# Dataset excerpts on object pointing
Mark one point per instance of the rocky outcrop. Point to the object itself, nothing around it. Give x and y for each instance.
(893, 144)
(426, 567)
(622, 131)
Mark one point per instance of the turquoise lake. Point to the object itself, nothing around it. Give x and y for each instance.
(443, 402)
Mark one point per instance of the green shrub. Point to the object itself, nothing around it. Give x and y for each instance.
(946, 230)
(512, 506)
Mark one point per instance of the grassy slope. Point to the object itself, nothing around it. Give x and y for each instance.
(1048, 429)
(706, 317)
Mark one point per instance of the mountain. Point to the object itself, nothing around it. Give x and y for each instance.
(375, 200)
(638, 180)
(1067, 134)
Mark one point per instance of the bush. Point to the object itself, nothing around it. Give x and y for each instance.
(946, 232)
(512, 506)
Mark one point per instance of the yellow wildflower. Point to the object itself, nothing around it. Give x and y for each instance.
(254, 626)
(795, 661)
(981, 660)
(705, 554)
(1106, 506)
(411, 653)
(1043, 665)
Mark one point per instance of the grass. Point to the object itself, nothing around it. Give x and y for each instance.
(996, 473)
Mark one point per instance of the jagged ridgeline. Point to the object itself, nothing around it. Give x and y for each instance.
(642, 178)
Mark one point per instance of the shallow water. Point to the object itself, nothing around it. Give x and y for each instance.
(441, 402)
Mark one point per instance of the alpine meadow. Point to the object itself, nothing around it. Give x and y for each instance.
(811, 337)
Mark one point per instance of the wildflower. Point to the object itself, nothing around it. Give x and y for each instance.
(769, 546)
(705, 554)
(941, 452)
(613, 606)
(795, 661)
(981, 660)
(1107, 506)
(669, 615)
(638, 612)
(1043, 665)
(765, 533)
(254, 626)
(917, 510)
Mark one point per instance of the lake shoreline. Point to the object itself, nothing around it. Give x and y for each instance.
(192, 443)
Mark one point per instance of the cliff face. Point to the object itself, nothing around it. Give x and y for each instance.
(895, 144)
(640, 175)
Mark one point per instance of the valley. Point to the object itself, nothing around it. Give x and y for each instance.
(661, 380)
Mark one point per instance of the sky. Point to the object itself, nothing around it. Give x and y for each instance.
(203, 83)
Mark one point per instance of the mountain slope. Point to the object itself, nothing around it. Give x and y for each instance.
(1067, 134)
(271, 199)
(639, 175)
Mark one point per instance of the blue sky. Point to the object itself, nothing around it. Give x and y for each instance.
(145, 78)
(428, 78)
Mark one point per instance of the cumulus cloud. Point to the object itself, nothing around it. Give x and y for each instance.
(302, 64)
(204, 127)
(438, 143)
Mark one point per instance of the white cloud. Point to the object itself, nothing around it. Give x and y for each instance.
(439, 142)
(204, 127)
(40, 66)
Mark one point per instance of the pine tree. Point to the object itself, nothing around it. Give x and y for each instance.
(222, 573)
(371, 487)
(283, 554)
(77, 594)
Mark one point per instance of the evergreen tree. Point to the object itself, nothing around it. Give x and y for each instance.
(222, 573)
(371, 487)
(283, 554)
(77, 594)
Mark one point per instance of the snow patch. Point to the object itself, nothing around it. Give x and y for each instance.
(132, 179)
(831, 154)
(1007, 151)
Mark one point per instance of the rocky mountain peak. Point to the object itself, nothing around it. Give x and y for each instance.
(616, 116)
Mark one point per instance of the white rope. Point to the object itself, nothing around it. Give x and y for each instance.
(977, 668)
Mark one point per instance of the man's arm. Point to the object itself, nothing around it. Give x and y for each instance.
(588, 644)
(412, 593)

# DIRECTIONS FOR THIS TASK
Output an exact copy of the lines beginning at the one that holds "Mark one point per instance of the sky." and running through the final line of the records.

# TASK RESULT
Mark one point per instance of the sky. Point to the object itself, nothing around it. Give x and y for each instance.
(203, 83)
Mark one point per instance of the mountain slope. Point to the object itself, nothing around it. Give x and y for each instance.
(1067, 134)
(271, 199)
(639, 175)
Mark one point per instance of the blue sky. Point to the object itself, nothing around it. Give x and y for each instance.
(145, 78)
(428, 78)
Mark one point per instance of the cumulus cloud. Point to the object itself, nothing around it. Give x and y for each instance.
(302, 64)
(204, 127)
(438, 143)
Mark one point per instance of the white cloud. Point to the object itself, nothing around it. Give x and y for each instance.
(439, 142)
(204, 127)
(40, 66)
Mark one point per instance of the pine tree. Point to the object itself, nothing around it. Give x and y for each instance.
(222, 573)
(371, 487)
(283, 554)
(77, 594)
Mark one point per instance of the evergreen tree. Point to the object itself, nothing around it. Give x and y for each instance.
(222, 573)
(371, 487)
(283, 554)
(77, 594)
Mark one point per instance of the snow patch. Point to the object itself, nothing around it. Give x and y for each instance.
(132, 179)
(831, 154)
(1007, 151)
Mark one point per instance of the rocky mountain peak. Point to the object itself, nothing around it. Give x and y for each instance.
(616, 116)
Mark one point per instance of the white rope. Point to the object itself, nothing around it. Give x and y for each instance.
(977, 668)
Mark one point per instance of the man's arm. Point to the object itself, nothing around it. Give x and y for each instance.
(588, 644)
(412, 593)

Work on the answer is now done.